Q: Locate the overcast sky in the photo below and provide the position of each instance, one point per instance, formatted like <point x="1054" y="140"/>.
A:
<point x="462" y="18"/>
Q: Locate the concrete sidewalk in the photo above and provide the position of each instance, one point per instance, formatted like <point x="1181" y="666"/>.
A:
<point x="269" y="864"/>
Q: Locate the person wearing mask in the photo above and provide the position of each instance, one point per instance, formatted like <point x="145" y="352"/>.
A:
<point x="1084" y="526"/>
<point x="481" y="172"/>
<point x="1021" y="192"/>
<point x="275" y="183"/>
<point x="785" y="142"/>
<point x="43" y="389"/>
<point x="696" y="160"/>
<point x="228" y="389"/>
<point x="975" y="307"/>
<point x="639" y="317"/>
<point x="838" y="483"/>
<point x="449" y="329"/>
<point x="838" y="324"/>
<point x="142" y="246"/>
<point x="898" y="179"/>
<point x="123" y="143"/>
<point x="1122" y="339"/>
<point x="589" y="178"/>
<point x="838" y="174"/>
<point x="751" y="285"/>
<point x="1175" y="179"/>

Do this: Reproduce all of the data above verbatim, from the first line to the last.

Completed task:
Q: Locate the overcast sky in the photo below and provide the position of each instance, one point per instance, formatted like <point x="1054" y="140"/>.
A:
<point x="462" y="18"/>
Q: Locate the concrete sidewalk in the photo above and provide the position of each instance, one point per instance, formatted like <point x="1181" y="666"/>.
A:
<point x="269" y="864"/>
Q: Locate the person wearing mask in the photo above and provide the position of each instance, one point per instance, formatted like <point x="145" y="352"/>.
A:
<point x="1084" y="526"/>
<point x="481" y="172"/>
<point x="1021" y="192"/>
<point x="275" y="183"/>
<point x="785" y="142"/>
<point x="43" y="389"/>
<point x="696" y="160"/>
<point x="228" y="389"/>
<point x="975" y="307"/>
<point x="639" y="317"/>
<point x="838" y="483"/>
<point x="449" y="329"/>
<point x="838" y="324"/>
<point x="142" y="246"/>
<point x="898" y="179"/>
<point x="123" y="143"/>
<point x="1122" y="339"/>
<point x="589" y="178"/>
<point x="838" y="174"/>
<point x="751" y="285"/>
<point x="1175" y="179"/>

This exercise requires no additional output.